Records from a point labeling set:
# # #

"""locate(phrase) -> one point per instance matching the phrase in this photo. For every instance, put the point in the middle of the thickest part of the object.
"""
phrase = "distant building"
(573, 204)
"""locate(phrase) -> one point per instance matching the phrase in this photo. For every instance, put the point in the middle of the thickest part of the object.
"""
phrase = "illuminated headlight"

# # #

#### Goal
Format every line of the records above as a numbered list, and leave out any blank lines.

#### Written solution
1. """locate(phrase) -> one point per instance matching the phrase in this photo. For every instance, put the point in the middle of the thickest part of the object.
2. """
3. phrase = "distant building"
4. (573, 204)
5. """locate(phrase) -> one point per instance matching the phrase in this photo. For every instance, put the point in the middle of the thickest part of the object.
6. """
7. phrase = "illuminated headlight"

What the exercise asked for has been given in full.